## Records

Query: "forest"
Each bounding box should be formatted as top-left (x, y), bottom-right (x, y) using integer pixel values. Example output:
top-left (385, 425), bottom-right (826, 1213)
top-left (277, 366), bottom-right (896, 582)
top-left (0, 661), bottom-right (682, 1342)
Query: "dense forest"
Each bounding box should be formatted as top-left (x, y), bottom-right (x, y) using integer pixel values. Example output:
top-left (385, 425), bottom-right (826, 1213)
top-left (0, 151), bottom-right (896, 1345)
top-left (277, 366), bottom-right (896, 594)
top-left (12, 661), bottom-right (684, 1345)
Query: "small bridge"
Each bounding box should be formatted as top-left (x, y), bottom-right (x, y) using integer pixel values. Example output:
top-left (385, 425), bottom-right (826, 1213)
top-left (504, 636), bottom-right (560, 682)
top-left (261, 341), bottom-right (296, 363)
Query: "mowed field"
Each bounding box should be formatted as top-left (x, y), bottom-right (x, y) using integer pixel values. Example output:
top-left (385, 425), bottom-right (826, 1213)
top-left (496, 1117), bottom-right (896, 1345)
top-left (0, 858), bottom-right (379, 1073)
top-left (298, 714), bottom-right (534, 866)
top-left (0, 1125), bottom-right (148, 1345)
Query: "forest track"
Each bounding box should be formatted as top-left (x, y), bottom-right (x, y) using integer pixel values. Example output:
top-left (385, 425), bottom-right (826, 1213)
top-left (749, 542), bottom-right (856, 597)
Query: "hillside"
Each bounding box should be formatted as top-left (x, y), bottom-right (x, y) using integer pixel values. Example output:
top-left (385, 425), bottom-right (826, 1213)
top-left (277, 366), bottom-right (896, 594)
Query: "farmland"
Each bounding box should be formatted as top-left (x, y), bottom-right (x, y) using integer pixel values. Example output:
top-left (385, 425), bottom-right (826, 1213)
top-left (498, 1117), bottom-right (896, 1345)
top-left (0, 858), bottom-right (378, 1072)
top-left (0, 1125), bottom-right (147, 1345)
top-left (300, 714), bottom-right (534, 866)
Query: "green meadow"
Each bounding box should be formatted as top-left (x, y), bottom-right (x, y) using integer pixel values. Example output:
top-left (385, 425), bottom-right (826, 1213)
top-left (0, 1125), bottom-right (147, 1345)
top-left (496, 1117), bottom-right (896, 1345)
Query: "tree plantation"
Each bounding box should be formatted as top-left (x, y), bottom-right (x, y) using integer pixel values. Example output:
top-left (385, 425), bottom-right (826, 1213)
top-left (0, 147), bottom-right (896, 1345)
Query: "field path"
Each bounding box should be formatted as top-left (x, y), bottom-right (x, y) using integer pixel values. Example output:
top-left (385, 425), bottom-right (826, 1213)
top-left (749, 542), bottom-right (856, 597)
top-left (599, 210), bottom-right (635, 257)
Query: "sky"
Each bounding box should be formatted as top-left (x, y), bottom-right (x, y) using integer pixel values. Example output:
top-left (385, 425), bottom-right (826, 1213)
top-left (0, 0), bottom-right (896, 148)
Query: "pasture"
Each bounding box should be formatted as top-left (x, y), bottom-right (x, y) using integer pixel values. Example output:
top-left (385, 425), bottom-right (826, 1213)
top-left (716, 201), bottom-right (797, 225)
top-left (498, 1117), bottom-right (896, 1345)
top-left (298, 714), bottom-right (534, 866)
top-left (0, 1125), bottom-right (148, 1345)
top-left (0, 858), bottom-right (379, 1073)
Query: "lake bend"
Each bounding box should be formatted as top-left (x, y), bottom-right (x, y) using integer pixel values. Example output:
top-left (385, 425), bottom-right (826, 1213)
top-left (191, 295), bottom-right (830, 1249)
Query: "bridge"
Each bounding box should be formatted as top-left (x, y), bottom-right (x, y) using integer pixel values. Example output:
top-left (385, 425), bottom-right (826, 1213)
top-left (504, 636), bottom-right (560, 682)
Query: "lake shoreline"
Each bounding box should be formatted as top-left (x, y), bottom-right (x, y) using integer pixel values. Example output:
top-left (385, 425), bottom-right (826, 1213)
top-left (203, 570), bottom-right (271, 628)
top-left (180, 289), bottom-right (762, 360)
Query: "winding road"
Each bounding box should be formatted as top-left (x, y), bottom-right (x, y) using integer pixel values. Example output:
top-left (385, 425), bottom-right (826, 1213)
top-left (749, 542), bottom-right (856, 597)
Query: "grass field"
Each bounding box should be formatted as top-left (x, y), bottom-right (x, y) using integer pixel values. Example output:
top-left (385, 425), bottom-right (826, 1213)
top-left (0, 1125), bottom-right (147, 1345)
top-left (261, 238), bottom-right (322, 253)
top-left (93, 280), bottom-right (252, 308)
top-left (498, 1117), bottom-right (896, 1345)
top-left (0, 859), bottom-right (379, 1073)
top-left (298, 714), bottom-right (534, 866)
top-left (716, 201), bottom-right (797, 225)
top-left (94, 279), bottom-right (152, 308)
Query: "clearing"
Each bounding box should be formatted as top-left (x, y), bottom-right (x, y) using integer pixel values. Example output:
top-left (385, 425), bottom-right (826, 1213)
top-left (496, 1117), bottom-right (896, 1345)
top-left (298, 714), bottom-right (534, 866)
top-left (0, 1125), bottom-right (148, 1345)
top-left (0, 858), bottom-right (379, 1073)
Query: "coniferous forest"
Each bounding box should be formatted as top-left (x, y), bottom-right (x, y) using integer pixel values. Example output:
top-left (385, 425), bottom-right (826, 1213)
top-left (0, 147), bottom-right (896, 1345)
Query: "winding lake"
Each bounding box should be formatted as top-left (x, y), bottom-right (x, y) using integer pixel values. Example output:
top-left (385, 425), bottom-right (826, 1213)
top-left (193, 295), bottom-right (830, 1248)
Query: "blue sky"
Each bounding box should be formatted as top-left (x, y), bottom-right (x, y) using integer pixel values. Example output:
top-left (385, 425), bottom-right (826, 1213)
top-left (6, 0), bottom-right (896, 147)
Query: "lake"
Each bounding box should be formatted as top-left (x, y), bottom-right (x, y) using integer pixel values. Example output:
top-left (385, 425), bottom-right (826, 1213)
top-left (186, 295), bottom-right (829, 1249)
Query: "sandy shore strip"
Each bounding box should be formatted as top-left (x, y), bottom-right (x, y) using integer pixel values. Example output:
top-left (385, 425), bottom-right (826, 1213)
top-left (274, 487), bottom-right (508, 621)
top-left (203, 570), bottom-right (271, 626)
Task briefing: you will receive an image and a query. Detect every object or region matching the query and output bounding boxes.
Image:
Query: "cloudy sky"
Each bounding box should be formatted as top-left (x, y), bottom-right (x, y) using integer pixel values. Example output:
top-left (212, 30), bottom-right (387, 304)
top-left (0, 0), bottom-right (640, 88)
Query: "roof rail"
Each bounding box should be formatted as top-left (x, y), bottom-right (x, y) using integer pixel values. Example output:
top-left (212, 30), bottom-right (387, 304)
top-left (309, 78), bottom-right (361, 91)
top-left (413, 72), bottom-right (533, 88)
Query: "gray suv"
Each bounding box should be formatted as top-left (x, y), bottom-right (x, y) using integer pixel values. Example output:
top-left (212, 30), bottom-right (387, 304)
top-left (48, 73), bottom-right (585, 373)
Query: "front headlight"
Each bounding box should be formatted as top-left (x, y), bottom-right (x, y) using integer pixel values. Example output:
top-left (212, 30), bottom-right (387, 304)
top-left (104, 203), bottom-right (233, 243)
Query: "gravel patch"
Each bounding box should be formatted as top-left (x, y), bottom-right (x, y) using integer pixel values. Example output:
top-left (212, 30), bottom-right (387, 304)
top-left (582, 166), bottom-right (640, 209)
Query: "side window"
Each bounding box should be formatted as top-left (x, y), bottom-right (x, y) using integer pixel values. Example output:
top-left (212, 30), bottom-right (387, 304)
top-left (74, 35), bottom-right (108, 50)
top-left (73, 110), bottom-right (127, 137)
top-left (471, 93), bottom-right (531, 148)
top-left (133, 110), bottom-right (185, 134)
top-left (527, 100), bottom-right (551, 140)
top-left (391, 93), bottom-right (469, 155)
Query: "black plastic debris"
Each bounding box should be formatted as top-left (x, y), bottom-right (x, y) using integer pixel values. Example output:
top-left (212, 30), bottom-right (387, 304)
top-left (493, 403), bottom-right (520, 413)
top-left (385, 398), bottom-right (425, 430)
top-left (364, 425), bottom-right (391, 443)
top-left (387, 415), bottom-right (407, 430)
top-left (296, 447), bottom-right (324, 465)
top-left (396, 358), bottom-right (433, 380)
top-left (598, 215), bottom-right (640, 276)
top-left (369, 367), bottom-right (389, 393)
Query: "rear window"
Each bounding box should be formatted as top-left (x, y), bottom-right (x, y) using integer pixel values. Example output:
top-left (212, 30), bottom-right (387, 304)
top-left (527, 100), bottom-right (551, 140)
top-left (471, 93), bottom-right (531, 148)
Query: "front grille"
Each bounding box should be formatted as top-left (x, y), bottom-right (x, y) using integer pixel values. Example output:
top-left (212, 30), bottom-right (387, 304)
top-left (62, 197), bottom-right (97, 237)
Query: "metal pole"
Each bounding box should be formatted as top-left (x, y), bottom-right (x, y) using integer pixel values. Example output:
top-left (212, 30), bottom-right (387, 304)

## Given exercise
Copy the data word for word, starting at its first line and ending at the line containing "top-left (261, 341), bottom-right (296, 363)", with that last line included.

## Task result
Query: "forest"
Each bounding box should be formatted as top-left (x, y), bottom-right (x, y) using integer pixel values. Example output:
top-left (385, 425), bottom-right (826, 1213)
top-left (277, 366), bottom-right (896, 582)
top-left (0, 661), bottom-right (682, 1342)
Query: "dense forest"
Each bounding box should be formatted as top-left (x, y), bottom-right (x, y) using integer pixel values. Example output:
top-left (385, 425), bottom-right (826, 1213)
top-left (0, 151), bottom-right (896, 1345)
top-left (277, 366), bottom-right (896, 594)
top-left (12, 661), bottom-right (684, 1345)
Query: "small bridge"
Each bounding box should be formatted as top-left (x, y), bottom-right (x, y) using integer pixel values. Example output:
top-left (385, 425), bottom-right (826, 1213)
top-left (504, 636), bottom-right (560, 682)
top-left (261, 341), bottom-right (296, 363)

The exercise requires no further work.